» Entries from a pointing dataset
──────
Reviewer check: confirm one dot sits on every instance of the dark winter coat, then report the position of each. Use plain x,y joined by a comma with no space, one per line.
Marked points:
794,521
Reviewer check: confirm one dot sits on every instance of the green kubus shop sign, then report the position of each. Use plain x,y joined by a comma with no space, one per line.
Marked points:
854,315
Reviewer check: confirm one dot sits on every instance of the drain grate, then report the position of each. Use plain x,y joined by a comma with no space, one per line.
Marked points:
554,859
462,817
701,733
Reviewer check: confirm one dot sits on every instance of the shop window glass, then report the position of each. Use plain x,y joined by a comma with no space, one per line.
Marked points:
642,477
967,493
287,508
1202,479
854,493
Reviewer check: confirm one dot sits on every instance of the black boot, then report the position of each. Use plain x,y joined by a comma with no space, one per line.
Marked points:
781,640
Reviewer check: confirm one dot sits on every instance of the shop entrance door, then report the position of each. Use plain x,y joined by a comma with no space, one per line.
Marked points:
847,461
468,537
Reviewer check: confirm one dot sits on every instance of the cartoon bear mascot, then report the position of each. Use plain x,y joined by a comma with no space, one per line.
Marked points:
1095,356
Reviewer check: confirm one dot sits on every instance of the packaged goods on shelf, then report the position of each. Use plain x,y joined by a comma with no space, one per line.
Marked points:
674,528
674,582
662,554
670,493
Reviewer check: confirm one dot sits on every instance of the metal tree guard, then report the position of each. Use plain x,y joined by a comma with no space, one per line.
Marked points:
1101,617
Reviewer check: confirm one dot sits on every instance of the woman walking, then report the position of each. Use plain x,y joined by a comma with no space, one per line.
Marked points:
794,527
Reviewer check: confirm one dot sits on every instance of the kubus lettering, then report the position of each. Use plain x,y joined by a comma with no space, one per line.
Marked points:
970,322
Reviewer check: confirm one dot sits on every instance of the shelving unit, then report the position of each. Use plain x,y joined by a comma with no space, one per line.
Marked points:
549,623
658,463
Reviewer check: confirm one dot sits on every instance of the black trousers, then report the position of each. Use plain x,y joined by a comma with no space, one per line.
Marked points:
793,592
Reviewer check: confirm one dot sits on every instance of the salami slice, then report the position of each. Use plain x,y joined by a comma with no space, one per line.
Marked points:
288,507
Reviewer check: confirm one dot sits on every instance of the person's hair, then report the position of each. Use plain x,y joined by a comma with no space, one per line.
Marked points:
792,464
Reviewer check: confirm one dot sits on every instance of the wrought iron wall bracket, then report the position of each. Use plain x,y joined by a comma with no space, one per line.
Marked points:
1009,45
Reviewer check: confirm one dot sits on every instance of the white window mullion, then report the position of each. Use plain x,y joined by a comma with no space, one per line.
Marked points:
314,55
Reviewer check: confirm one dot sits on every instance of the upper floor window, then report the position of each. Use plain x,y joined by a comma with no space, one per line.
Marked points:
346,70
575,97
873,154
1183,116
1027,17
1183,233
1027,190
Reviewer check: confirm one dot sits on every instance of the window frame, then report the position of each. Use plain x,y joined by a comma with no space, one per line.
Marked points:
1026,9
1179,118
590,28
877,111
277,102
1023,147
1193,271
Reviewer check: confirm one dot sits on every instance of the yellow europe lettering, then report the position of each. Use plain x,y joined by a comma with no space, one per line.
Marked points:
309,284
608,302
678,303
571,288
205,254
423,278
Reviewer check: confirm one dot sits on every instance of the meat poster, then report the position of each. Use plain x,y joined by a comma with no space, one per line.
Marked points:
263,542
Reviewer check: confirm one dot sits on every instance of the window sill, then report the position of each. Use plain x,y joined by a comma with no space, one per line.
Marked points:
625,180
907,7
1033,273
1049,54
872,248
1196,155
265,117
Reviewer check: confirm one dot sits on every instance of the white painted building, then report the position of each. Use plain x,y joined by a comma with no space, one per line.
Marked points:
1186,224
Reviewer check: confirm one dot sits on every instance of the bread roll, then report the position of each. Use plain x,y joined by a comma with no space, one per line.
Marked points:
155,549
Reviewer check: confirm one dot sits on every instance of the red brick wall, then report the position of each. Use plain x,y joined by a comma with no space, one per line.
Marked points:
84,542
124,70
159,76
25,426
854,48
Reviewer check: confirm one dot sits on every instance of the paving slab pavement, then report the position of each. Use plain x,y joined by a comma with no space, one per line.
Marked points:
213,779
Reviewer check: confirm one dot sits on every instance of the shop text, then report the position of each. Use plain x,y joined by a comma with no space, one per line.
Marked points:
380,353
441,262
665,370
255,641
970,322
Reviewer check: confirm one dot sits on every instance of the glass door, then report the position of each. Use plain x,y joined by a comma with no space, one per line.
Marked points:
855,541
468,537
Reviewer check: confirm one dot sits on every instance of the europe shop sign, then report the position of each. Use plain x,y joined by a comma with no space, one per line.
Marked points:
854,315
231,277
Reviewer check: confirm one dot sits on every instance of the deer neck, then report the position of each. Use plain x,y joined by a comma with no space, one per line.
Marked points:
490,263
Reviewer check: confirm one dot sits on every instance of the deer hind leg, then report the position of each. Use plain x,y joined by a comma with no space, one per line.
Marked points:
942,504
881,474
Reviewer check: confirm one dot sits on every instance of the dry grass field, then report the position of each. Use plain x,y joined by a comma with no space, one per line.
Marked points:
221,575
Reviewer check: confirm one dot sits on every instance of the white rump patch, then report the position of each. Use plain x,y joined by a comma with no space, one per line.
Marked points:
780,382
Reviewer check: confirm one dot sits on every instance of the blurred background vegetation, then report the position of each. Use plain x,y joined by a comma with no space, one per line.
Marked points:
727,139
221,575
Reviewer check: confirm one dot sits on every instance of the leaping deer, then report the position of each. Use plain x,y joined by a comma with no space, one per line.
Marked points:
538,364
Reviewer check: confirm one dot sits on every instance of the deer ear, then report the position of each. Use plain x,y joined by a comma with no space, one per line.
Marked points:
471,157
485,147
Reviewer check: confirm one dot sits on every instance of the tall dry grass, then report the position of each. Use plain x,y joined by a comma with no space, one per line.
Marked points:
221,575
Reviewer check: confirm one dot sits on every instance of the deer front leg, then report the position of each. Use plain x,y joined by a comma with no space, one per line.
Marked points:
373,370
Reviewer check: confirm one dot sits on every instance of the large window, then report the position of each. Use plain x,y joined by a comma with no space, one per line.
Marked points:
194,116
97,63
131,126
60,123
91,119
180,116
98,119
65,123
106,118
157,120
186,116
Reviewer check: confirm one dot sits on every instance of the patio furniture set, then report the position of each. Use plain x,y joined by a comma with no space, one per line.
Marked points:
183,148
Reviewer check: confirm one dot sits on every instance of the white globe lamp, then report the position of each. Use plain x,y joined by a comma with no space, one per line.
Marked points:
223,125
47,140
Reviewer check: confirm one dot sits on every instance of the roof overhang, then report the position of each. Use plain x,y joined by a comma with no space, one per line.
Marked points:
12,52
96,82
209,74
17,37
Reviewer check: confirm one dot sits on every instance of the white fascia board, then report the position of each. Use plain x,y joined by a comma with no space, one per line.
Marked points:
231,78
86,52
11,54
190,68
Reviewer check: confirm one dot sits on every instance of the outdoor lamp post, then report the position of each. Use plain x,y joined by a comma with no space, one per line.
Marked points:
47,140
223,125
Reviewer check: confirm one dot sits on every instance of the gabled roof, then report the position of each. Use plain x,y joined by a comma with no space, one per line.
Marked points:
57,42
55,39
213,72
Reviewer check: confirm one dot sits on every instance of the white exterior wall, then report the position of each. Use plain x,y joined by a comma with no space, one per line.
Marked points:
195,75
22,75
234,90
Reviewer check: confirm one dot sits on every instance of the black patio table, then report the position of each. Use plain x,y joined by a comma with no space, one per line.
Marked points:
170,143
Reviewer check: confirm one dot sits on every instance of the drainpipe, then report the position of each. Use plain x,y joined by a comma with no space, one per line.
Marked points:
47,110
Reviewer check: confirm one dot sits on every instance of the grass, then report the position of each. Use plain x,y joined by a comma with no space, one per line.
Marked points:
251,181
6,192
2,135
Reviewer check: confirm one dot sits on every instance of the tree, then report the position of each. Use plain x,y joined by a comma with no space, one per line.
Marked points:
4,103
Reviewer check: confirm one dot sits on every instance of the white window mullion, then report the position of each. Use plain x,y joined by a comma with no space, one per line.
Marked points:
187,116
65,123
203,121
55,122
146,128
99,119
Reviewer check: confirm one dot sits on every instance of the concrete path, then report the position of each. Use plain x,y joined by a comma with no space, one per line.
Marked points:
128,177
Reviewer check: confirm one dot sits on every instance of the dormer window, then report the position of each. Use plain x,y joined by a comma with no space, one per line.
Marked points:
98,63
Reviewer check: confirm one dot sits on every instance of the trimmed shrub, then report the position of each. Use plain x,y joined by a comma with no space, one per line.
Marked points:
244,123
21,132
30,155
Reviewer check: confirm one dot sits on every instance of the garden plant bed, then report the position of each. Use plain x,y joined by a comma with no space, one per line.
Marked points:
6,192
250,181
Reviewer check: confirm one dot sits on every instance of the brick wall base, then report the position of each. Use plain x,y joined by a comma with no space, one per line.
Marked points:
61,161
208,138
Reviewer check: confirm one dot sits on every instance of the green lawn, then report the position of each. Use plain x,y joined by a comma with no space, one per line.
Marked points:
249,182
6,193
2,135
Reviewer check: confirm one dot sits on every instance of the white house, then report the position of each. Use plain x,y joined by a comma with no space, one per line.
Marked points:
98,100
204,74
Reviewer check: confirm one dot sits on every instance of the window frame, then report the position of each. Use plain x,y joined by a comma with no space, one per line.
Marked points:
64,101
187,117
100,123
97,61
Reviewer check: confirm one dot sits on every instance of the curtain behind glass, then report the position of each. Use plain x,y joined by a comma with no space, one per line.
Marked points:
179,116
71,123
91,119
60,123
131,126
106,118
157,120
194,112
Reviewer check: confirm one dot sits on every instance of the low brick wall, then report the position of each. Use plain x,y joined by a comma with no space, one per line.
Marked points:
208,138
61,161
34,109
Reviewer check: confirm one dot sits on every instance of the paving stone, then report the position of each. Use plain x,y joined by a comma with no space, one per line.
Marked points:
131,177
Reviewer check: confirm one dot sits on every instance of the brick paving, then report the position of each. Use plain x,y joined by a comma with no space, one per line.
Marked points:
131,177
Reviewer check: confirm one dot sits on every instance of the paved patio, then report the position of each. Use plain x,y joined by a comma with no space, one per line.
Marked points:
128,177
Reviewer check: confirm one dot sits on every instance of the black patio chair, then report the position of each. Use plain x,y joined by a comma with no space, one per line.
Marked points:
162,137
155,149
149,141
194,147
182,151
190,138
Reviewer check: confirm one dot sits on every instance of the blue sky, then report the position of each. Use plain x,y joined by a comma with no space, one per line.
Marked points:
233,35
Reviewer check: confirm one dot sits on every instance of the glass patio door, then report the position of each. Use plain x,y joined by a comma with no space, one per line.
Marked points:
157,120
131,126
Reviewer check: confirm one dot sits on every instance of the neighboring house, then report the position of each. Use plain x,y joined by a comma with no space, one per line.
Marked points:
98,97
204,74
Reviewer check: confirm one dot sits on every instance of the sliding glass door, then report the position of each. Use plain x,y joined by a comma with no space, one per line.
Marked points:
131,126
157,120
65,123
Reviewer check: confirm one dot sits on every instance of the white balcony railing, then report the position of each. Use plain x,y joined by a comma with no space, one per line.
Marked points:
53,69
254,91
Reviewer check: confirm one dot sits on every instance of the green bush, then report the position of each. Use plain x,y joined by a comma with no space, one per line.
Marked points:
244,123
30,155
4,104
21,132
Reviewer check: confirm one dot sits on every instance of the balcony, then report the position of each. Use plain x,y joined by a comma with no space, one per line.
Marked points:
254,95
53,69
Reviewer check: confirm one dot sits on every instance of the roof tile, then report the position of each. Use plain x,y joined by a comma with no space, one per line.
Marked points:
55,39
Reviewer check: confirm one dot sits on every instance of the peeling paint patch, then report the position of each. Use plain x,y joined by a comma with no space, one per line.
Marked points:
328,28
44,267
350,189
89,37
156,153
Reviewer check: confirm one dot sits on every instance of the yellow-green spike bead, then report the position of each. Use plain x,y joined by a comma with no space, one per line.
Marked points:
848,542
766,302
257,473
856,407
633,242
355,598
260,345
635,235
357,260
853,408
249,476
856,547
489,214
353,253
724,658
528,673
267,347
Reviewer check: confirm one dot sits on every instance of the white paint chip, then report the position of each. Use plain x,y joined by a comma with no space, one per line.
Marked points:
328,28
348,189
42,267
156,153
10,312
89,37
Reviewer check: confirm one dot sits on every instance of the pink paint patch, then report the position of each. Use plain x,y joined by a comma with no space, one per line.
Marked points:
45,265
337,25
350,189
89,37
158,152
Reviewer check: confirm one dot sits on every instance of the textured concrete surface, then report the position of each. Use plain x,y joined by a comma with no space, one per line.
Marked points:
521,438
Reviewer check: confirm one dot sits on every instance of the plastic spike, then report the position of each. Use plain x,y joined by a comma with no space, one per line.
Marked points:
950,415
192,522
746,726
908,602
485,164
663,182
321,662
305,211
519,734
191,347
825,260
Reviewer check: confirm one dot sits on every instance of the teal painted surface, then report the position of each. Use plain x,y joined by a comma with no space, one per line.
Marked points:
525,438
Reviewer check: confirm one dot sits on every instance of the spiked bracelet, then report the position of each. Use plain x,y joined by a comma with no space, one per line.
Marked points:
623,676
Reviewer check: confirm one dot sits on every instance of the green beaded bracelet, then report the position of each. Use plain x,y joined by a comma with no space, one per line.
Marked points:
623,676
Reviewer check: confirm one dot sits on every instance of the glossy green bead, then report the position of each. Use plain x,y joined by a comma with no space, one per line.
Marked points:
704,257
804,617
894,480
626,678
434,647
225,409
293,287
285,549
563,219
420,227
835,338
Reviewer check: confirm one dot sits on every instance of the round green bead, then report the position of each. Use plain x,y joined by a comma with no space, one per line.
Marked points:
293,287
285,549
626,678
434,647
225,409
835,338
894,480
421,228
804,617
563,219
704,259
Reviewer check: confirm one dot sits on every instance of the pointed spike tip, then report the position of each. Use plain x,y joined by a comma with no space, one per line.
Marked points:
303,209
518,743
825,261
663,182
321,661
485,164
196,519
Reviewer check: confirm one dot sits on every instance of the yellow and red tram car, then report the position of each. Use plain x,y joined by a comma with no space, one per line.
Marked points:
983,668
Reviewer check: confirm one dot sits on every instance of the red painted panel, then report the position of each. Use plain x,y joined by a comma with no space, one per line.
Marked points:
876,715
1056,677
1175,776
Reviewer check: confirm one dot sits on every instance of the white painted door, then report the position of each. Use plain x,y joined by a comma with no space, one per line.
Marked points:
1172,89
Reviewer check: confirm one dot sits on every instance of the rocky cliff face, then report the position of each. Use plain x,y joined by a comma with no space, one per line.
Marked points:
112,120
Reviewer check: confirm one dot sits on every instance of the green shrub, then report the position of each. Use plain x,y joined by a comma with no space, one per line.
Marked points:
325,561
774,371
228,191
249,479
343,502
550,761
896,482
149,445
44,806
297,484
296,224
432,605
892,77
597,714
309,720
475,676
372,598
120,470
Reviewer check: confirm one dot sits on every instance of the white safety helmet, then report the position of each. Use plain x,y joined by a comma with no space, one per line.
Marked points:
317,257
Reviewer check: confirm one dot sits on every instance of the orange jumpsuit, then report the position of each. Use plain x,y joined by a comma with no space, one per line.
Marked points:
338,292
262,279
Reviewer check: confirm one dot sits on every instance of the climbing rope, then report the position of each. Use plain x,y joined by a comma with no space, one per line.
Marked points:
──────
» EXERCISE GOAL
Repeat, with no changes, each line from the one with "the white safety" to the end of the listing, including both ends and nothing else.

» SOLUTION
Reviewer check: confirm one dot sits on every instance of the white safety helmet, then report the position of each. Use plain x,y joined by a comma with no space, one per line.
Marked points:
317,257
Reviewer check: confirm one dot sits on every instance of the orange jumpsuit, then report the position of each. Use plain x,y joined by a comma with no space, one per line.
Marked points:
338,292
262,279
Reviewer check: confirm one dot sits on every instance of the climbing rope, then report the position of each. Use plain x,y joined by a comma with no space, one per line.
Marked points:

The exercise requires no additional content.